**Image-grounded pointing data**
[Start of Attachment]

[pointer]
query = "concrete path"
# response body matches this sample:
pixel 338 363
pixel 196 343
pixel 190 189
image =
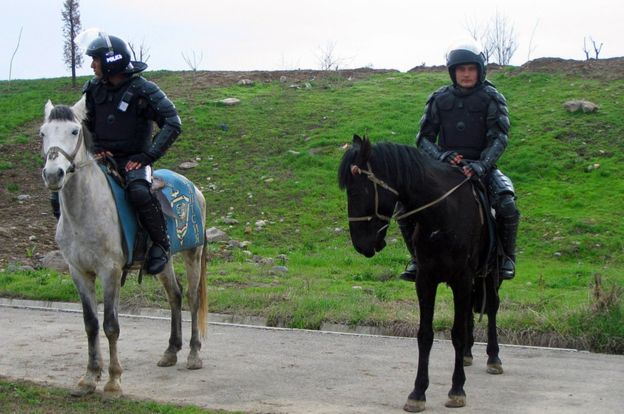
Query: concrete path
pixel 265 370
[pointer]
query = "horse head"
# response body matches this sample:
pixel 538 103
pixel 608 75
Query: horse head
pixel 370 201
pixel 62 140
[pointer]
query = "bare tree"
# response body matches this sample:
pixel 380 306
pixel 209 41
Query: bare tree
pixel 502 36
pixel 19 38
pixel 597 49
pixel 140 52
pixel 327 59
pixel 531 46
pixel 194 62
pixel 585 50
pixel 480 34
pixel 71 27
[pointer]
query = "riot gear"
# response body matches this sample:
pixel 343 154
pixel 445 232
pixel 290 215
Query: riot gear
pixel 113 52
pixel 472 122
pixel 466 54
pixel 120 113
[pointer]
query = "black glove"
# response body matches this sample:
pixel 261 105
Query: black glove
pixel 142 158
pixel 449 156
pixel 478 168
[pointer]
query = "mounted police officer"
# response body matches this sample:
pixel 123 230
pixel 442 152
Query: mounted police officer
pixel 121 109
pixel 467 123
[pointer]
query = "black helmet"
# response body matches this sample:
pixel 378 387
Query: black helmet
pixel 466 54
pixel 114 54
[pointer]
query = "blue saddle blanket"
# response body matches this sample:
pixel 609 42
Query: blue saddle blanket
pixel 184 225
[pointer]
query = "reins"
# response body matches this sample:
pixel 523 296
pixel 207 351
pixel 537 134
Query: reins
pixel 53 153
pixel 378 182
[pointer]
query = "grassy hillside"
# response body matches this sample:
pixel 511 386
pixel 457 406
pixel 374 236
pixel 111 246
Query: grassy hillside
pixel 274 157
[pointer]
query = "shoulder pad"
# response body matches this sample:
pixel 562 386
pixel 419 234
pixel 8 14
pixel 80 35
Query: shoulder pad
pixel 495 94
pixel 435 94
pixel 143 86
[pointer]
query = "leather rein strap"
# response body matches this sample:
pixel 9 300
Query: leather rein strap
pixel 377 182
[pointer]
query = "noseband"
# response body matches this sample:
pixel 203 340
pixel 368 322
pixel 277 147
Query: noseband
pixel 376 181
pixel 53 153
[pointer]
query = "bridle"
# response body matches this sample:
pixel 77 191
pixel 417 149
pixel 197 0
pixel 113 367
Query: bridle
pixel 55 151
pixel 378 182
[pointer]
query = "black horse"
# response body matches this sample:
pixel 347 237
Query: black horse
pixel 450 242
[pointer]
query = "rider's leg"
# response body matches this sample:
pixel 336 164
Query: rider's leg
pixel 147 207
pixel 507 219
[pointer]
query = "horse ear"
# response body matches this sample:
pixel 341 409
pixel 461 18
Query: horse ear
pixel 357 140
pixel 80 108
pixel 47 109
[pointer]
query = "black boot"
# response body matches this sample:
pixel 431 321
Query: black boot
pixel 153 222
pixel 56 204
pixel 508 232
pixel 411 270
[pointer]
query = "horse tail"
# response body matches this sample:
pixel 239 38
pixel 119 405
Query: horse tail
pixel 203 294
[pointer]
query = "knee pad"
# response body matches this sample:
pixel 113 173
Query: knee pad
pixel 138 193
pixel 507 207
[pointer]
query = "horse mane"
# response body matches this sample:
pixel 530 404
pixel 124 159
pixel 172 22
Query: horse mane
pixel 62 113
pixel 405 163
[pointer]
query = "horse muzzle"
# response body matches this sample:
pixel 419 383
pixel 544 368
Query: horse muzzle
pixel 54 178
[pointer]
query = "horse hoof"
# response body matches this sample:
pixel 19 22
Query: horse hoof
pixel 456 401
pixel 194 363
pixel 414 406
pixel 82 390
pixel 168 360
pixel 495 369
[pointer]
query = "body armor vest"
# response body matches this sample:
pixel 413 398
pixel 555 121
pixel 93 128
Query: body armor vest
pixel 463 121
pixel 117 121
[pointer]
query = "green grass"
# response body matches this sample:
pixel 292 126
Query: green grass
pixel 28 398
pixel 274 157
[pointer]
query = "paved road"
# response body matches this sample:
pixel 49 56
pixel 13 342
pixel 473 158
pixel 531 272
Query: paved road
pixel 263 370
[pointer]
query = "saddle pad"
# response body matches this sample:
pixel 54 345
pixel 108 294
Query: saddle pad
pixel 184 226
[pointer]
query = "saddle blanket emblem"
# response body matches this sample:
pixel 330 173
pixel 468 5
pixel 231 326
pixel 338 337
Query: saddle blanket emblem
pixel 182 214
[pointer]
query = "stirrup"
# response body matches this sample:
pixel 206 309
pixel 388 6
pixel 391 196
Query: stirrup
pixel 411 271
pixel 508 269
pixel 157 259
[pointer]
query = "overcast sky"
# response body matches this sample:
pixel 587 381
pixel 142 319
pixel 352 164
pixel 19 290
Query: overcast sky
pixel 293 34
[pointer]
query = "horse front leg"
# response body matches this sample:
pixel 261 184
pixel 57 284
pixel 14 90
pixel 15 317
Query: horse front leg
pixel 426 291
pixel 193 270
pixel 469 341
pixel 111 283
pixel 174 296
pixel 85 284
pixel 462 303
pixel 494 364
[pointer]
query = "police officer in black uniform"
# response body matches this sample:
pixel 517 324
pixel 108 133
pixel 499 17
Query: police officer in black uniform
pixel 468 123
pixel 121 109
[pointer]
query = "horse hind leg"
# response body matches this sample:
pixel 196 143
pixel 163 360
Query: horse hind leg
pixel 195 263
pixel 494 363
pixel 469 342
pixel 174 295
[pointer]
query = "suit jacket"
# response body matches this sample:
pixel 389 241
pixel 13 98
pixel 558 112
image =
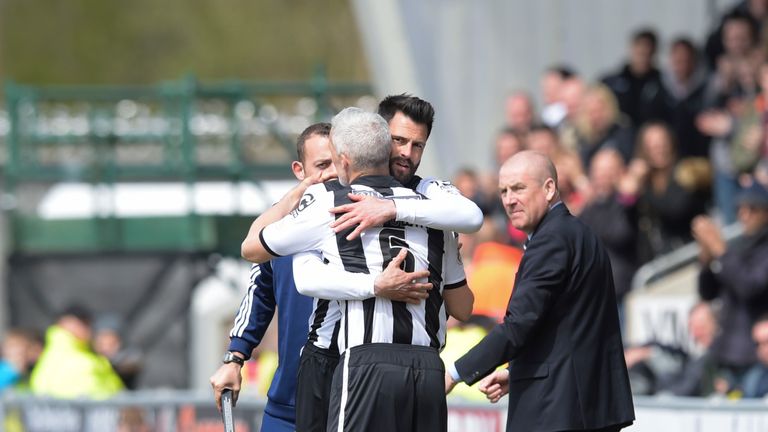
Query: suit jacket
pixel 560 334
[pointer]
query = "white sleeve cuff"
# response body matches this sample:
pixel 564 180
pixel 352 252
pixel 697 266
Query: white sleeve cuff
pixel 451 369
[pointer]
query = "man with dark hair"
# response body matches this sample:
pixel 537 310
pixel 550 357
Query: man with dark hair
pixel 736 273
pixel 366 396
pixel 418 110
pixel 410 123
pixel 271 284
pixel 561 332
pixel 685 88
pixel 637 85
pixel 552 82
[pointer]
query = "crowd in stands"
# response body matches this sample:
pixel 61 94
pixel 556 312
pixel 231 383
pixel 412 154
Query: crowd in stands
pixel 652 156
pixel 76 357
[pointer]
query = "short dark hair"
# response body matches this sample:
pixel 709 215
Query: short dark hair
pixel 648 35
pixel 544 128
pixel 563 71
pixel 737 15
pixel 687 44
pixel 321 129
pixel 418 110
pixel 79 311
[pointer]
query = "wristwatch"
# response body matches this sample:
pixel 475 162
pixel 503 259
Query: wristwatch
pixel 230 357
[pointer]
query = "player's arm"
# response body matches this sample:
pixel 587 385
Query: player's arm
pixel 446 209
pixel 457 296
pixel 253 317
pixel 303 229
pixel 315 278
pixel 252 248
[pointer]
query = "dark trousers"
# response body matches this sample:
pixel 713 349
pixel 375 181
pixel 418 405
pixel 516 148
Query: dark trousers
pixel 313 388
pixel 389 387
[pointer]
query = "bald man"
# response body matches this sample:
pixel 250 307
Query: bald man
pixel 561 332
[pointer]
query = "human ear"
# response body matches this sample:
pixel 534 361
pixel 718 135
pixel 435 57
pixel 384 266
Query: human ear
pixel 298 170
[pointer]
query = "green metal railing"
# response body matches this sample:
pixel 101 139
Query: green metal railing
pixel 182 130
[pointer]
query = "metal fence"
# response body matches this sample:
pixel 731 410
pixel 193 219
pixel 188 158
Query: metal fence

[End of Attachment]

**Action item**
The reply should reproduce every entry above word for word and contain no pictures.

**Task output**
[pointer]
query = "concrete path"
# response body matches this sample:
pixel 338 363
pixel 196 343
pixel 190 189
image =
Query: concrete path
pixel 265 370
[pointer]
query = "horse head"
# response body matches this sample:
pixel 538 103
pixel 608 75
Query: horse head
pixel 370 201
pixel 62 140
[pointer]
query = "bare tree"
# response body matches this sample:
pixel 380 306
pixel 209 41
Query: bare tree
pixel 502 36
pixel 19 38
pixel 597 49
pixel 140 52
pixel 327 59
pixel 531 46
pixel 194 62
pixel 585 50
pixel 480 34
pixel 71 27
[pointer]
query = "riot gear"
# response body matches this sample:
pixel 343 154
pixel 445 232
pixel 290 215
Query: riot gear
pixel 113 52
pixel 472 122
pixel 466 54
pixel 120 113
[pointer]
query = "black glove"
# response body matches this sample:
pixel 261 105
Query: black glove
pixel 142 158
pixel 449 156
pixel 478 168
[pointer]
query = "mounted police officer"
# response body matches this sample:
pixel 123 230
pixel 442 152
Query: mounted police officer
pixel 121 109
pixel 467 123
[pointer]
query = "black helmet"
# response body matches this sample:
pixel 378 387
Query: black helmet
pixel 466 54
pixel 114 54
[pointer]
query = "blue saddle blanket"
# response body matches this sample:
pixel 609 42
Query: blue saddle blanket
pixel 184 225
[pointer]
query = "reins"
# response body matches this sample:
pixel 523 296
pixel 207 351
pixel 537 134
Query: reins
pixel 53 153
pixel 378 182
[pointer]
query = "grassy hillside"
# response body matches this sample:
pixel 511 386
pixel 457 406
pixel 374 236
pixel 111 246
Query: grassy hillside
pixel 274 157
[pointer]
query = "shoulder pad"
# response body matches this sample:
pixel 562 386
pixel 419 234
pixel 8 14
pixel 80 35
Query: shoulder pad
pixel 495 94
pixel 435 94
pixel 143 86
[pointer]
query = "leather rein strap"
# response body matches this sample:
pixel 9 300
Query: leather rein strap
pixel 377 182
[pointer]
query = "noseband"
# response body matches this sample:
pixel 203 340
pixel 368 322
pixel 277 147
Query: noseband
pixel 376 181
pixel 53 153
[pointer]
query = "bridle"
# response body matches this sample:
pixel 77 191
pixel 417 149
pixel 197 0
pixel 113 367
Query: bridle
pixel 55 151
pixel 378 182
[pointer]
query = "black horse"
# response body matches this sample:
pixel 347 237
Query: black horse
pixel 450 242
[pointer]
query = "rider's leg"
# response body matches this sample:
pixel 336 164
Query: rider's leg
pixel 147 207
pixel 507 219
[pointer]
query = "horse ear"
# response body matches this sample:
pixel 341 409
pixel 461 18
Query: horse ear
pixel 357 140
pixel 80 108
pixel 47 109
[pointer]
query = "black boot"
# response body matches this sample:
pixel 431 321
Query: black boot
pixel 153 222
pixel 56 204
pixel 508 232
pixel 411 270
[pointer]
query = "horse tail"
# response body matches this sample:
pixel 239 38
pixel 119 405
Query: horse tail
pixel 203 294
[pointer]
query = "knee pad"
# response body matches this sample:
pixel 113 173
Query: knee pad
pixel 138 193
pixel 507 207
[pointer]
query = "horse mane"
# response body matches this sample:
pixel 530 404
pixel 124 159
pixel 172 22
Query: horse mane
pixel 62 113
pixel 405 163
[pointer]
query = "horse muzzle"
# response body matches this sample:
pixel 419 383
pixel 544 368
Query: horse muzzle
pixel 54 178
[pointer]
query = "horse hoof"
# response body matches this sample:
pixel 19 22
Query: horse hoof
pixel 456 401
pixel 194 363
pixel 414 406
pixel 82 390
pixel 168 360
pixel 495 369
[pointer]
query = "body armor vest"
# response body matches this sample:
pixel 413 398
pixel 555 121
pixel 93 128
Query: body armor vest
pixel 463 121
pixel 117 121
[pointer]
query = "green grass"
# response body matches this sample:
pixel 292 126
Query: green grass
pixel 28 398
pixel 274 157
[pointer]
query = "paved road"
# response body matches this sample:
pixel 49 56
pixel 13 342
pixel 473 158
pixel 531 272
Query: paved road
pixel 263 370
[pointer]
query = "saddle pad"
# response body matches this sample:
pixel 54 345
pixel 108 294
Query: saddle pad
pixel 184 226
[pointer]
query = "saddle blanket emblem"
# response body matches this sample:
pixel 330 173
pixel 468 5
pixel 231 326
pixel 338 337
Query: saddle blanket emblem
pixel 182 214
[pointer]
query = "stirrup"
# response body matches this sample:
pixel 206 309
pixel 388 6
pixel 391 196
Query: stirrup
pixel 411 271
pixel 508 269
pixel 157 259
[pointer]
query = "overcast sky"
# response body matches this sample:
pixel 587 381
pixel 142 319
pixel 352 164
pixel 19 290
Query: overcast sky
pixel 293 34
[pointer]
query = "horse front leg"
# response body matches this sample:
pixel 261 184
pixel 57 284
pixel 14 90
pixel 15 317
Query: horse front leg
pixel 426 291
pixel 193 270
pixel 469 341
pixel 111 283
pixel 174 296
pixel 85 284
pixel 462 303
pixel 494 364
[pointer]
query = "police officer in black uniform"
# response body matches this sample:
pixel 517 324
pixel 108 133
pixel 499 17
Query: police officer in black uniform
pixel 468 123
pixel 121 109
[pointer]
query = "horse hind leg"
# response body matches this sample:
pixel 196 143
pixel 163 360
Query: horse hind leg
pixel 195 263
pixel 494 363
pixel 469 342
pixel 174 295
[pointer]
query = "suit jacket"
# response body matches this sample:
pixel 389 241
pixel 13 98
pixel 558 112
image =
Query: suit jacket
pixel 560 334
[pointer]
query = "white sleeve cuff"
# response body matches this sample:
pixel 564 180
pixel 352 252
pixel 697 266
Query: white sleeve cuff
pixel 451 369
[pointer]
query = "man with dark hair"
# response body matches this sample:
pixel 537 310
pixel 550 357
Query: man with dark hair
pixel 736 273
pixel 366 396
pixel 418 110
pixel 410 123
pixel 271 284
pixel 561 332
pixel 685 88
pixel 637 85
pixel 552 82
[pointer]
query = "crowd in stands"
# response body matches this sample:
pixel 61 94
pixel 556 312
pixel 231 383
pixel 412 154
Query: crowd in stands
pixel 652 156
pixel 76 357
[pointer]
query = "short dark hair"
# response body matches this sample:
pixel 709 215
Query: short dark hair
pixel 648 35
pixel 544 128
pixel 563 71
pixel 737 15
pixel 687 44
pixel 321 129
pixel 418 110
pixel 79 311
[pointer]
query = "wristwatch"
# response body matches this sample:
pixel 475 162
pixel 503 259
Query: wristwatch
pixel 230 357
[pointer]
query = "player's arm"
# response body matches this sample:
pixel 587 385
Query: player's arm
pixel 446 209
pixel 457 296
pixel 253 317
pixel 303 229
pixel 315 278
pixel 252 248
[pointer]
query = "dark trousers"
# response body matches this sample:
pixel 713 349
pixel 375 181
pixel 418 405
pixel 516 148
Query: dark trousers
pixel 313 388
pixel 389 387
[pointer]
query = "bald man"
# response body matches this sample:
pixel 250 307
Query: bald man
pixel 561 332
[pointer]
query = "human ear"
# response body matches this sample:
pixel 534 361
pixel 718 135
pixel 435 57
pixel 384 266
Query: human ear
pixel 298 170
[pointer]
query = "green metal railing"
# response body matches this sample:
pixel 101 139
Query: green metal railing
pixel 182 130
[pointer]
query = "metal fence"
# response body matches this sample:
pixel 731 410
pixel 193 219
pixel 188 158
Query: metal fence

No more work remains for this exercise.